━━ ENTRIES PROVIDED

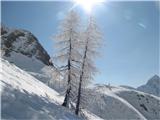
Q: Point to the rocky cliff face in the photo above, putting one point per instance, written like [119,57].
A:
[152,86]
[24,42]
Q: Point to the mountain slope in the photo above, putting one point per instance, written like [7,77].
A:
[24,97]
[24,42]
[22,48]
[152,86]
[122,103]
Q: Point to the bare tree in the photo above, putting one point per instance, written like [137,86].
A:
[66,43]
[91,41]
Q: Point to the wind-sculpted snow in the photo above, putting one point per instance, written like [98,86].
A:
[24,97]
[152,86]
[110,102]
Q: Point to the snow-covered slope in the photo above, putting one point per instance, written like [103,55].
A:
[24,97]
[152,86]
[123,103]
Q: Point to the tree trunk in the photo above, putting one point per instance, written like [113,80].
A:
[80,82]
[67,96]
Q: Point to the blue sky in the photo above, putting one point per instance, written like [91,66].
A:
[129,55]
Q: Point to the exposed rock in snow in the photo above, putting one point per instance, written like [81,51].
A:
[23,49]
[152,86]
[24,42]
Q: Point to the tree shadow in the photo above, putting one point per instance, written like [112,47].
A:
[20,104]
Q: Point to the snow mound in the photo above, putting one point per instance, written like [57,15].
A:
[122,103]
[25,97]
[152,86]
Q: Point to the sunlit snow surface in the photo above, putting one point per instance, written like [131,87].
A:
[25,97]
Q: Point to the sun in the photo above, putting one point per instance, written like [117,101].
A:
[88,4]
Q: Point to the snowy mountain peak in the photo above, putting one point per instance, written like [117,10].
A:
[155,80]
[152,86]
[23,42]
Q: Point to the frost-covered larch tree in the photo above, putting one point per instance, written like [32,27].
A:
[67,45]
[91,40]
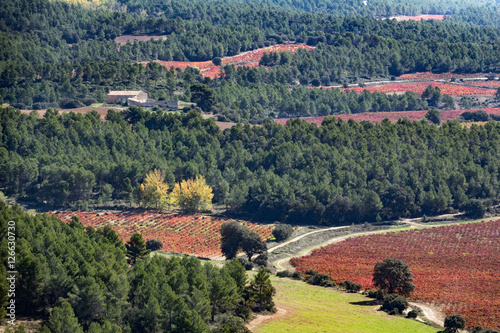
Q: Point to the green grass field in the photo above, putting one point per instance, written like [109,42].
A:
[316,309]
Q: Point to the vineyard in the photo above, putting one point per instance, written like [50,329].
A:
[456,267]
[393,116]
[417,18]
[438,76]
[489,83]
[249,59]
[187,234]
[419,87]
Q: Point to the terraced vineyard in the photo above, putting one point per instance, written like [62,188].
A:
[188,234]
[454,266]
[249,59]
[393,116]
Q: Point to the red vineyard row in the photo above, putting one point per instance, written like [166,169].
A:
[393,116]
[187,234]
[457,267]
[419,87]
[417,18]
[248,59]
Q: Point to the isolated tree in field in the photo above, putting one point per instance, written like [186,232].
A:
[434,116]
[231,235]
[394,276]
[203,96]
[394,302]
[282,231]
[217,61]
[154,190]
[252,244]
[454,323]
[153,244]
[192,194]
[263,292]
[136,248]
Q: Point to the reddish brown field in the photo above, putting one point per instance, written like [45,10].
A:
[419,87]
[125,38]
[101,110]
[457,267]
[188,234]
[249,59]
[438,76]
[393,116]
[417,18]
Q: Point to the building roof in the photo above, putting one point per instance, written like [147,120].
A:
[125,93]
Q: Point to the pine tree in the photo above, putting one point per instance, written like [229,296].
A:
[63,320]
[136,248]
[263,291]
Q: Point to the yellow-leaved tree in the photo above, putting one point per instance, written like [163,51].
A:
[192,194]
[154,190]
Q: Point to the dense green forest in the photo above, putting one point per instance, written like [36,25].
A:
[55,54]
[339,173]
[81,277]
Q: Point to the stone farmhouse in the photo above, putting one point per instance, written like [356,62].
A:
[137,98]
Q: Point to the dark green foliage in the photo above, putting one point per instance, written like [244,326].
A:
[136,248]
[153,244]
[62,320]
[434,116]
[252,244]
[394,304]
[475,209]
[83,276]
[231,234]
[230,324]
[262,259]
[235,236]
[318,279]
[217,61]
[262,292]
[203,96]
[412,314]
[394,276]
[453,323]
[337,174]
[282,232]
[377,294]
[350,286]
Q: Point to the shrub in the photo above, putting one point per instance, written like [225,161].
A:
[247,264]
[318,279]
[261,259]
[217,61]
[69,103]
[285,273]
[412,314]
[153,244]
[282,232]
[453,323]
[350,286]
[393,303]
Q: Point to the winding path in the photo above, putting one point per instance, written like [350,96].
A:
[432,313]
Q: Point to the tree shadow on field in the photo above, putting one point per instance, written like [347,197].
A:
[366,303]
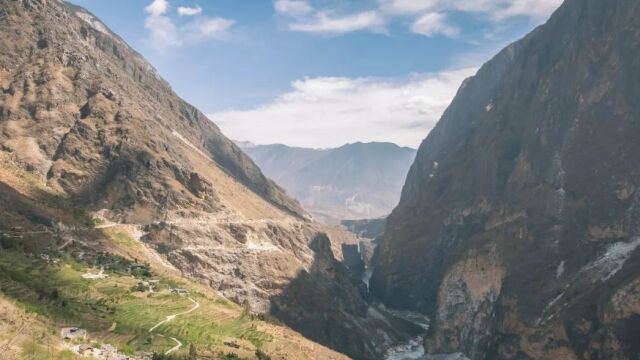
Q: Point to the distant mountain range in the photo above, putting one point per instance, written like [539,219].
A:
[354,181]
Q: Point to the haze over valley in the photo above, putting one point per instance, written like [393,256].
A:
[416,180]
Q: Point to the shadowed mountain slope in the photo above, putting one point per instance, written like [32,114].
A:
[518,227]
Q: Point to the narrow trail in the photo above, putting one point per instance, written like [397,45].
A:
[175,348]
[169,318]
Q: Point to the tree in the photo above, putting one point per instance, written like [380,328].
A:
[193,352]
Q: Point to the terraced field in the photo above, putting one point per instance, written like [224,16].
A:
[114,312]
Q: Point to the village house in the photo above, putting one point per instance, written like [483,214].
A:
[180,291]
[73,333]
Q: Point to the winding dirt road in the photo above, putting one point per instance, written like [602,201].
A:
[169,318]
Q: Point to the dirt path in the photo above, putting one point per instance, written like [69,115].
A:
[196,305]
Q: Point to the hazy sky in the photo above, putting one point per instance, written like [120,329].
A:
[320,73]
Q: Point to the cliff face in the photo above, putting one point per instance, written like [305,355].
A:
[518,226]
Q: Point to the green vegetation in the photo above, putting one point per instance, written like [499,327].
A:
[110,311]
[31,350]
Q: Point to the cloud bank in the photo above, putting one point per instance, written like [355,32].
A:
[426,17]
[164,33]
[331,111]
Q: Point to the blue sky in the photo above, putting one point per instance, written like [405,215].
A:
[320,73]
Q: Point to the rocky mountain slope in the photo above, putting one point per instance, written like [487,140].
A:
[518,227]
[354,181]
[92,138]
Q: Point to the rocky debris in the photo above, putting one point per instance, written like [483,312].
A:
[516,231]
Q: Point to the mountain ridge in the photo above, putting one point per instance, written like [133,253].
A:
[516,230]
[353,181]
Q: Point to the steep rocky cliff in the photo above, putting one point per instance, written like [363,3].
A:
[97,137]
[518,226]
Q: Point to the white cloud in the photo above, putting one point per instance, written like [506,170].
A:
[533,8]
[294,8]
[325,23]
[492,9]
[429,17]
[157,8]
[208,28]
[165,34]
[431,24]
[331,111]
[189,11]
[162,31]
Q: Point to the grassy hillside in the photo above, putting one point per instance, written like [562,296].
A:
[114,311]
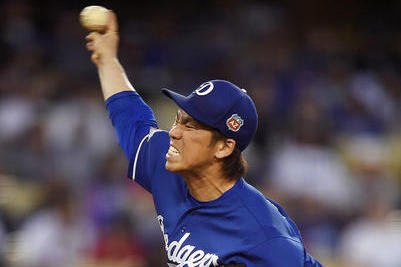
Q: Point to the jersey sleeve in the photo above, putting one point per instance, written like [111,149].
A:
[134,124]
[277,252]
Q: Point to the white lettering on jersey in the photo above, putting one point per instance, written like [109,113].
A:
[186,255]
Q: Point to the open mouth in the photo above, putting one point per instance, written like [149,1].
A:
[172,151]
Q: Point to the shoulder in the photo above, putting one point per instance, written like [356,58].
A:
[267,215]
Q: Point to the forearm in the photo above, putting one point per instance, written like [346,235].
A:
[113,78]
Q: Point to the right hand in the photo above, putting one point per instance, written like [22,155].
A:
[104,47]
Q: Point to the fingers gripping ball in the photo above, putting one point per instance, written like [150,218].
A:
[94,18]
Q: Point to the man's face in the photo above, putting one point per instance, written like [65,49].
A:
[191,149]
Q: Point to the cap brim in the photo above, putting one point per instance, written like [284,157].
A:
[182,103]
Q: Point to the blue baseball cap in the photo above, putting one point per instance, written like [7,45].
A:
[223,106]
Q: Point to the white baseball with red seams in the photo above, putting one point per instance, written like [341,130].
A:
[94,18]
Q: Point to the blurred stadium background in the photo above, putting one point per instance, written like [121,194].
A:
[326,76]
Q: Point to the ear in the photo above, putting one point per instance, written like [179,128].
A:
[224,148]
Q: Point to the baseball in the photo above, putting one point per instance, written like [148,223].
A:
[94,18]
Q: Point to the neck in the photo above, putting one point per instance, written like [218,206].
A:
[208,186]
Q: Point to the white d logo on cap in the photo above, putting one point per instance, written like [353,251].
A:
[205,88]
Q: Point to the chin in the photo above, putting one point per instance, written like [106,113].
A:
[170,166]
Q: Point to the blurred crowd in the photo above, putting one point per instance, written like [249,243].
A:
[326,78]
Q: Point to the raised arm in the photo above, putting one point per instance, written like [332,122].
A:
[104,48]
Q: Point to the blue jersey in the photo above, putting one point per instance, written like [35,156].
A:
[241,227]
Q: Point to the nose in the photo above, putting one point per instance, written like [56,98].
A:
[175,132]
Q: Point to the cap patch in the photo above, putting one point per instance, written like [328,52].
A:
[234,123]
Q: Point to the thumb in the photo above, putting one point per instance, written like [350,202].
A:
[112,24]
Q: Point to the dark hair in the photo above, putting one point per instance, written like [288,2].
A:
[234,166]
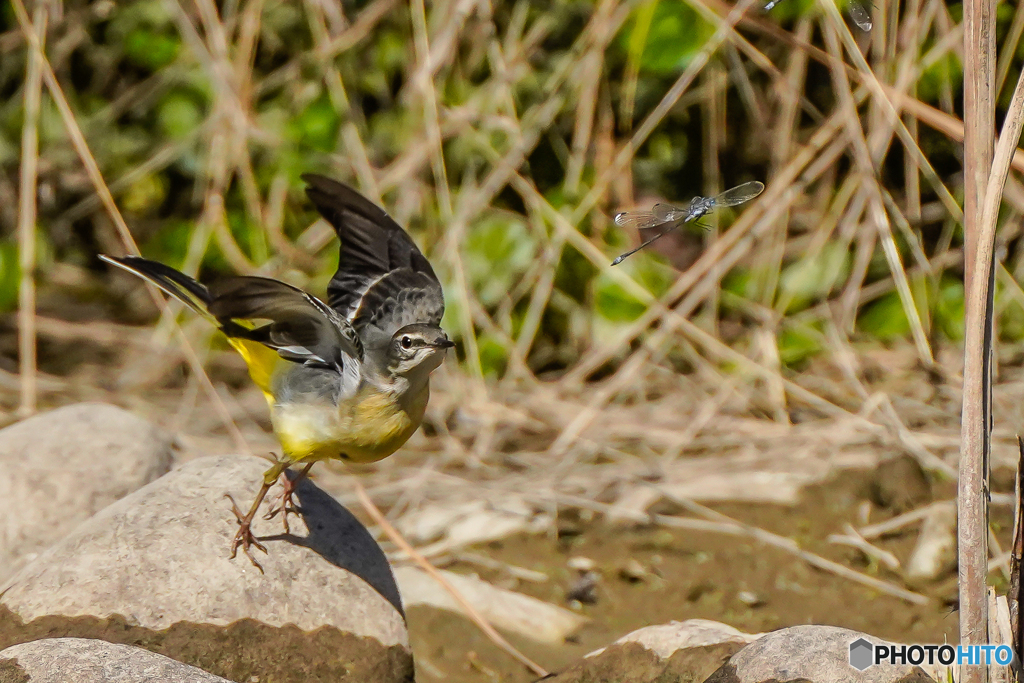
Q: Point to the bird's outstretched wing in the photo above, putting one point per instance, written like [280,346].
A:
[301,327]
[383,280]
[298,326]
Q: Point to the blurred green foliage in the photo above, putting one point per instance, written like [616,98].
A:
[317,94]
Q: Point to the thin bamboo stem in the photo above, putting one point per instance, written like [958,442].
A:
[979,136]
[27,219]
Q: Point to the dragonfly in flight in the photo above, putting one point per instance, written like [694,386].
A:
[666,214]
[858,12]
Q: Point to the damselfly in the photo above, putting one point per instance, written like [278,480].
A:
[666,214]
[858,12]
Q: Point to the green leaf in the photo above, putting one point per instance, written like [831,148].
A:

━━━━

__EXERCISE INSTRUCTIONS__: Would you copy out each line of the records above where the word "dark" occurs?

__REPLY__:
Q: Point to the dark green foliage in the photo above, putting one point per instance, written like [244,326].
Q: Point to the dark hair in the photo above, putting one point per instance, written like [288,2].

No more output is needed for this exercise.